> **Task item**
The expected output is a copy of every line in the records with the string "below".

Stored items from a collection:
▶

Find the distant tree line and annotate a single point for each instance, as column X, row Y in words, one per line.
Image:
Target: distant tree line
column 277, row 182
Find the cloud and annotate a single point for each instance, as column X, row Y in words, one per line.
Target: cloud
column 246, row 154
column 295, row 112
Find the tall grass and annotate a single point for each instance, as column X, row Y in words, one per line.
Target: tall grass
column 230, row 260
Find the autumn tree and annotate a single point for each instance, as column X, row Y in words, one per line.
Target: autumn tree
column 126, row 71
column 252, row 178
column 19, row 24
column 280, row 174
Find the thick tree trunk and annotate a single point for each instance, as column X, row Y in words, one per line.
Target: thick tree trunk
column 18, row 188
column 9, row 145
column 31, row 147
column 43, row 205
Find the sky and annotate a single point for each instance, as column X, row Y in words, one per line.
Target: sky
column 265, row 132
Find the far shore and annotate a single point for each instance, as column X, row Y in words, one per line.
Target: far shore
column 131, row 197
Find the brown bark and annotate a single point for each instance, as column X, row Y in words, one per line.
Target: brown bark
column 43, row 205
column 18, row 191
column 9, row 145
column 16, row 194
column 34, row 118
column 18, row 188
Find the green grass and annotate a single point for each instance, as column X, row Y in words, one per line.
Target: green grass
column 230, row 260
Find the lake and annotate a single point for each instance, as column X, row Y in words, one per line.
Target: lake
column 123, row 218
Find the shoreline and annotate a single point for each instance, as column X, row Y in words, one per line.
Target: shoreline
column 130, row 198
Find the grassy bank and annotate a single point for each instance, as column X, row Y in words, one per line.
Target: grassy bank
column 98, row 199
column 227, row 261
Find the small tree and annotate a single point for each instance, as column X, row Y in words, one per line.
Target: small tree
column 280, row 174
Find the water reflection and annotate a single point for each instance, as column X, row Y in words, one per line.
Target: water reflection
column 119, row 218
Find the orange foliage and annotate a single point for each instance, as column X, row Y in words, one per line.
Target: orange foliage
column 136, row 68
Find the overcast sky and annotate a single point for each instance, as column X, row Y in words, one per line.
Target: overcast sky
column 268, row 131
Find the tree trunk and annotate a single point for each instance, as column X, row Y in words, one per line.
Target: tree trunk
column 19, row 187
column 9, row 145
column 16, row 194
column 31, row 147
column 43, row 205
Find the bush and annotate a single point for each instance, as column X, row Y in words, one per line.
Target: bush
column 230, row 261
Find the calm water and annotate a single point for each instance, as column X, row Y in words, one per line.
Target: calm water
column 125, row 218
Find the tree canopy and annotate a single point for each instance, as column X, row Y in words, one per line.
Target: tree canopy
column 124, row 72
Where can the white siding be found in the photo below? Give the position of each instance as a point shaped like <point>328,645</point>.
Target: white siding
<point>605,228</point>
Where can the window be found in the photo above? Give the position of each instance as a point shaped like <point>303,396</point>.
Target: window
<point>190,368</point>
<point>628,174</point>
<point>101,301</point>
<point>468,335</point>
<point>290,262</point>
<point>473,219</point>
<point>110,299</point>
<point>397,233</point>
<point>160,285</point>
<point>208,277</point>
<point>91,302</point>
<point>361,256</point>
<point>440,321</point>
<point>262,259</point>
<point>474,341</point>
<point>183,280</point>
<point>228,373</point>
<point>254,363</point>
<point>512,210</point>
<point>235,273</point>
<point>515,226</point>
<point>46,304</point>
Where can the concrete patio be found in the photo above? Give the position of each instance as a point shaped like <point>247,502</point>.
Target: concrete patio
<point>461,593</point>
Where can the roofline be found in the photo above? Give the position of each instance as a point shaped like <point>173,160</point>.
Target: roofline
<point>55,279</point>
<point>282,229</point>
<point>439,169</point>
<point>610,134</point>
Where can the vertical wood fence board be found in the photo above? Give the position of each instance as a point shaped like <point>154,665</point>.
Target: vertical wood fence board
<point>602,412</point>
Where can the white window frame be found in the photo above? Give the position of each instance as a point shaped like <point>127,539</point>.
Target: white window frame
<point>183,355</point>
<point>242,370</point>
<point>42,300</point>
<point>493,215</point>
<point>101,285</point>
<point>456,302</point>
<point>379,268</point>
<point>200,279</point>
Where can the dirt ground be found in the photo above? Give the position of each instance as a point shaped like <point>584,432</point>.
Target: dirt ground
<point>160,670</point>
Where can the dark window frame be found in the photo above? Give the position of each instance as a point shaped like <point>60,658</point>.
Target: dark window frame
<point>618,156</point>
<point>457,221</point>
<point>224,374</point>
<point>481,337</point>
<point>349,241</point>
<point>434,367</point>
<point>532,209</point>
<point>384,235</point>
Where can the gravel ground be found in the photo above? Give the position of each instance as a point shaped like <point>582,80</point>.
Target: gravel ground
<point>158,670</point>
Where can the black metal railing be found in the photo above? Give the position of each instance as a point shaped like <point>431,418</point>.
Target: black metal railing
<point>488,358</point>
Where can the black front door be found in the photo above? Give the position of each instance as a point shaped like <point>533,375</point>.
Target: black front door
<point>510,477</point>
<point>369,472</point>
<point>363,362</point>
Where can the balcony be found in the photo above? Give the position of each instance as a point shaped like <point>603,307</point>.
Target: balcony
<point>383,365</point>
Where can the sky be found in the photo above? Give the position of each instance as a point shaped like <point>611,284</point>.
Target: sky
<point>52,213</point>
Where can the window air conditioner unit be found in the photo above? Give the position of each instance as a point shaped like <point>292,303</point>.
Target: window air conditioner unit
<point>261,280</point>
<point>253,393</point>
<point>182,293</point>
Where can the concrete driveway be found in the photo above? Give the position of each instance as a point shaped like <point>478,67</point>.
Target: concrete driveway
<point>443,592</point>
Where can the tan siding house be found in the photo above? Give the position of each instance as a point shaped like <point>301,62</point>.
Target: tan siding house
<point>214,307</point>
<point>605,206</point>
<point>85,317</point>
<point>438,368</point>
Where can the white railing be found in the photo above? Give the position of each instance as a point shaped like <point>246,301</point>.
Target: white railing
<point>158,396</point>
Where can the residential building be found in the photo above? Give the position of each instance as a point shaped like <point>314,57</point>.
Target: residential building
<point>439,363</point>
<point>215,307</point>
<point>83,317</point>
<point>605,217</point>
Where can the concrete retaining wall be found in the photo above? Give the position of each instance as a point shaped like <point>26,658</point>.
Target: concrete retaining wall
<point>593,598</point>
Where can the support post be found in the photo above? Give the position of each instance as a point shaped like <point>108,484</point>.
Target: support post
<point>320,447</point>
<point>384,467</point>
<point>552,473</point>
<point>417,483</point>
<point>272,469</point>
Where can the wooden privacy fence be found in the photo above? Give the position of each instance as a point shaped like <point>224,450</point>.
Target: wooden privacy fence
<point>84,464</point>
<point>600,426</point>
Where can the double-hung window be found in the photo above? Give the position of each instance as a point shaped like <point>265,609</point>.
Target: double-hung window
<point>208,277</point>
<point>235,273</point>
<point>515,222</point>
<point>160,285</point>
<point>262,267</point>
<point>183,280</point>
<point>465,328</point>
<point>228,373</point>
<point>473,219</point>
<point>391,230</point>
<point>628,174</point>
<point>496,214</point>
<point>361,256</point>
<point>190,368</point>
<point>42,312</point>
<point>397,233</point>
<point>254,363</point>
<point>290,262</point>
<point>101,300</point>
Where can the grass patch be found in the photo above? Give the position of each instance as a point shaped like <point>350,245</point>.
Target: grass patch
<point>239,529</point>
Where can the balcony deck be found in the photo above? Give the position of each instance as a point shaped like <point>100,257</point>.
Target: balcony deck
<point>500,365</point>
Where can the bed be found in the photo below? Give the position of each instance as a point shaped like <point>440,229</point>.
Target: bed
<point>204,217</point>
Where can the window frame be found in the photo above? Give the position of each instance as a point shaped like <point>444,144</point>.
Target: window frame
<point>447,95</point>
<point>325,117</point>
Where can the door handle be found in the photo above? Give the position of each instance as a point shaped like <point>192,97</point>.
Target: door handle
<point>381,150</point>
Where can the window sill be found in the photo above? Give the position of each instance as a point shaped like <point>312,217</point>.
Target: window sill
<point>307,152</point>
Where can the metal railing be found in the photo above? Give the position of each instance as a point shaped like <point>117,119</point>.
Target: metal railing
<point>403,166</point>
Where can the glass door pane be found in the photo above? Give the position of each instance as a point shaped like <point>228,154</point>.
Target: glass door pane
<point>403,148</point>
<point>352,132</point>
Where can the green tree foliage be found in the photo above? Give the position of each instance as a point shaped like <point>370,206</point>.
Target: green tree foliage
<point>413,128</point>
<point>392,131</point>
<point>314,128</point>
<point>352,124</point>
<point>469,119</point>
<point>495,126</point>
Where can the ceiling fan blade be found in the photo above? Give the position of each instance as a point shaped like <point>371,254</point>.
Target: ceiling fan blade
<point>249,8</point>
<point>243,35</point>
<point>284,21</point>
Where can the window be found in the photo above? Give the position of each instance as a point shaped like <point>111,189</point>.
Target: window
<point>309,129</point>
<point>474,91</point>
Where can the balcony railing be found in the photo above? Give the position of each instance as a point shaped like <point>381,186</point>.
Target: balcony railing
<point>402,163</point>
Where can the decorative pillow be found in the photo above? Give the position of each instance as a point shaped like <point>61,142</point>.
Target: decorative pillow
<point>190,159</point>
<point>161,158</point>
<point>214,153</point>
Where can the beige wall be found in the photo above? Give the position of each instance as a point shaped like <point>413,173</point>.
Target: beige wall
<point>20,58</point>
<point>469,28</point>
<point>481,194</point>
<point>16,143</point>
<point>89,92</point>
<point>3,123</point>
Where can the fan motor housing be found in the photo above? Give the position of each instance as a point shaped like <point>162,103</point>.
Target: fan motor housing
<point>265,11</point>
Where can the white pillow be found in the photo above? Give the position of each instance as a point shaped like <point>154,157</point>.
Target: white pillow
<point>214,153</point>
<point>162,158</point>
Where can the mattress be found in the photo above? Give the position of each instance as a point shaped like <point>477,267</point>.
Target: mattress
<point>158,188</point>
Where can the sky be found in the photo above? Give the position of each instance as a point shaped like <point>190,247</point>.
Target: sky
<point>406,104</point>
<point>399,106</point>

◀

> **Answer for the task**
Where can the white siding be found in the photo below? Give the position of each instance as a point shaped like <point>328,645</point>.
Where can the bed be found in the photo below? Give the position of each instance as a point shaped like <point>440,229</point>.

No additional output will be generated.